Source material |
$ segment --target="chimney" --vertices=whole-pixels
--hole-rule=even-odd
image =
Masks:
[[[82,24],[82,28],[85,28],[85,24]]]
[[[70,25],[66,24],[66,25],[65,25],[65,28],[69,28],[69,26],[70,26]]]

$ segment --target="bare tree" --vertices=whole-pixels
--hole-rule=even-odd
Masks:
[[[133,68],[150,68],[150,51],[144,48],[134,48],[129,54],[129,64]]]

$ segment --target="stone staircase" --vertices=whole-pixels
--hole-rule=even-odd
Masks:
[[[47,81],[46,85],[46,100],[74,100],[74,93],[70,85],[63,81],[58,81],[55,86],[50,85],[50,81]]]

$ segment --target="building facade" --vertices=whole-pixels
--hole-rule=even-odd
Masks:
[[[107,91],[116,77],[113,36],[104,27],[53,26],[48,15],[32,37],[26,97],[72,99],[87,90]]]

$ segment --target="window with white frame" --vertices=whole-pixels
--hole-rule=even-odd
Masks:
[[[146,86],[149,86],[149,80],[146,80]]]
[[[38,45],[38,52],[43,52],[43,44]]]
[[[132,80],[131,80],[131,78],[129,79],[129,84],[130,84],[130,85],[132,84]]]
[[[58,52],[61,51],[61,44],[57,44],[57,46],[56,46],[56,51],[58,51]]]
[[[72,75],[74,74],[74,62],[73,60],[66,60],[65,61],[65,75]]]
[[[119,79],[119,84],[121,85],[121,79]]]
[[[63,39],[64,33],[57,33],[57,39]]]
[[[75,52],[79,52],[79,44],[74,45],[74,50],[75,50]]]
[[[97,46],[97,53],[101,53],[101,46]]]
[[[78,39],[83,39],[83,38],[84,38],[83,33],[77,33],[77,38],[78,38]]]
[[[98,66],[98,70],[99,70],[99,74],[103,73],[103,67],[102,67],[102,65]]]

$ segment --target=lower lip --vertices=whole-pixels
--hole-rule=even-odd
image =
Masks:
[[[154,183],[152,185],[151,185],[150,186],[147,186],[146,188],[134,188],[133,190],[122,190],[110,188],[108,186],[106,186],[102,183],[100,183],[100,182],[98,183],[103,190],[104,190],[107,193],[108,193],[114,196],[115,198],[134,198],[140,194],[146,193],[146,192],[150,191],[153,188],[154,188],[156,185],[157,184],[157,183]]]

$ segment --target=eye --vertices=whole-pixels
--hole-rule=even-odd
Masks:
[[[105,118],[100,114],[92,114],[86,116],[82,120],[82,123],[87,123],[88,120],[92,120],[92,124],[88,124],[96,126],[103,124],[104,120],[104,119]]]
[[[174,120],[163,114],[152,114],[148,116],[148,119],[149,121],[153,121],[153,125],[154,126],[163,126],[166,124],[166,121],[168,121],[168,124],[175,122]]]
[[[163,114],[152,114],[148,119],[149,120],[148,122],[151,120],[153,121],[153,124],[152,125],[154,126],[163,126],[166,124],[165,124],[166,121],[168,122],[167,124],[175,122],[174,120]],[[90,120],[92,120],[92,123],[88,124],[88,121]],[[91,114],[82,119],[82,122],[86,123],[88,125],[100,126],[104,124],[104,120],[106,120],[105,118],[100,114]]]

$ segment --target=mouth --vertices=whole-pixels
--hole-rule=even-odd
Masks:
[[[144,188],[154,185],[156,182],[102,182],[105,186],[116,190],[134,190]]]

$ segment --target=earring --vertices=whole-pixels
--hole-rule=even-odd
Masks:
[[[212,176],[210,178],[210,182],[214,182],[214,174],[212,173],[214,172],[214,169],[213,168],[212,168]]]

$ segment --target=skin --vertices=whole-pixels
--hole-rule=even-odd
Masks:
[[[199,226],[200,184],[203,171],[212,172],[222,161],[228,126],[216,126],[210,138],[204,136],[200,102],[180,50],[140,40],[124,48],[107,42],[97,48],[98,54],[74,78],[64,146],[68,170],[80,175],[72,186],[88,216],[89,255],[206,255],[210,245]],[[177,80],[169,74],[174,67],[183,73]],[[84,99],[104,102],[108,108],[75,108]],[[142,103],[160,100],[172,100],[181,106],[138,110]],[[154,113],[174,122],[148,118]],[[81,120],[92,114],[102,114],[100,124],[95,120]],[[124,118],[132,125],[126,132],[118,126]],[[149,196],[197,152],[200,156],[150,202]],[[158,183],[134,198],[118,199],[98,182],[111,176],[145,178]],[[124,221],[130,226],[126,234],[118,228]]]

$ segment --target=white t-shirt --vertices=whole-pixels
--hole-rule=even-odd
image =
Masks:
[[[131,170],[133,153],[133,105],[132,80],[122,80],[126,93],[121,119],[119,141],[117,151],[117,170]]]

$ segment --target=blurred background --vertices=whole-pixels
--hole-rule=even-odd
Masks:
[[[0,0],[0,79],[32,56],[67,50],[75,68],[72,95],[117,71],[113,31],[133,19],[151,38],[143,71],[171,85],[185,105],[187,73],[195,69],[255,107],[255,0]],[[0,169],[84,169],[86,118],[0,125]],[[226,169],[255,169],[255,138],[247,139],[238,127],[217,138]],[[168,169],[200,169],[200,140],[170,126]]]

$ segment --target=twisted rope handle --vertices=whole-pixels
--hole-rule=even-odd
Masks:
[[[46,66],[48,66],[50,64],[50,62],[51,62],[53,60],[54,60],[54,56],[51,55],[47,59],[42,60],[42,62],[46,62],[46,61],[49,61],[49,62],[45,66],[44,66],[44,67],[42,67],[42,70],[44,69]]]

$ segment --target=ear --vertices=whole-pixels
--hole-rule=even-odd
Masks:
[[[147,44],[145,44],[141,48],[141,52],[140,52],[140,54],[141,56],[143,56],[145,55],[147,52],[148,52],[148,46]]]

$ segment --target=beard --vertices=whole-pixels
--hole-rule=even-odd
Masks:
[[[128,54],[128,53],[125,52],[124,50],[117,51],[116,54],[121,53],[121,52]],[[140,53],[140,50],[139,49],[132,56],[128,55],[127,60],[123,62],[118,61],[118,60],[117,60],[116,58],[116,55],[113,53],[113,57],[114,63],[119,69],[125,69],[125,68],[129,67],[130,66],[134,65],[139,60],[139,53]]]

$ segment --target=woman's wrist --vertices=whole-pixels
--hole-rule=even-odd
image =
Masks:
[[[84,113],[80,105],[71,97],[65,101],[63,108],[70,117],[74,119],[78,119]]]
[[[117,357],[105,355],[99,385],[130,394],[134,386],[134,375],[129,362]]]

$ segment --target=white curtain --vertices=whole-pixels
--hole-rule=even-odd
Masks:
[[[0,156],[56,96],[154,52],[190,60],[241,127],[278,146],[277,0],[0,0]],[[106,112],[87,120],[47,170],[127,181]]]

The exercise |
Print the entries from the line that contains "rope handle --vertices=whole-pixels" through the end of the entries, reproducing each line without any change.

Result for this task |
$ segment --target=twisted rope handle --vertices=whole-pixels
--hole-rule=even-odd
Masks:
[[[46,66],[48,66],[50,64],[50,62],[51,62],[53,60],[54,60],[54,56],[51,55],[47,59],[42,60],[42,62],[46,62],[46,61],[49,61],[49,62],[45,66],[44,66],[44,67],[42,67],[42,70],[44,69]]]

$ segment --target=ear --vertices=whole-pixels
--hole-rule=even-odd
Masks:
[[[147,44],[145,44],[141,48],[141,52],[140,52],[140,54],[141,56],[143,56],[145,55],[147,52],[148,52],[148,46]]]

$ segment --target=beard --vertices=whole-pixels
--hole-rule=even-odd
Masks:
[[[128,54],[128,53],[125,52],[124,50],[117,51],[116,54],[121,53],[121,52]],[[140,53],[140,50],[139,49],[132,56],[128,55],[127,60],[123,62],[118,61],[118,60],[117,60],[116,58],[116,55],[113,53],[113,57],[114,63],[119,69],[125,69],[125,68],[129,67],[130,66],[134,65],[139,60],[139,53]]]

$ segment --target=woman's wrist --vertices=whole-pixels
--hole-rule=even-odd
image =
Masks:
[[[84,113],[80,105],[71,97],[65,101],[63,108],[70,117],[74,119],[78,119]]]
[[[117,357],[105,355],[99,385],[130,394],[134,386],[134,375],[129,362]]]

$ segment --target=white curtain --vertices=whole-pixels
--hole-rule=even-odd
Masks:
[[[0,156],[56,96],[154,52],[190,60],[241,127],[278,146],[277,0],[0,0]],[[106,112],[87,120],[47,170],[127,181]]]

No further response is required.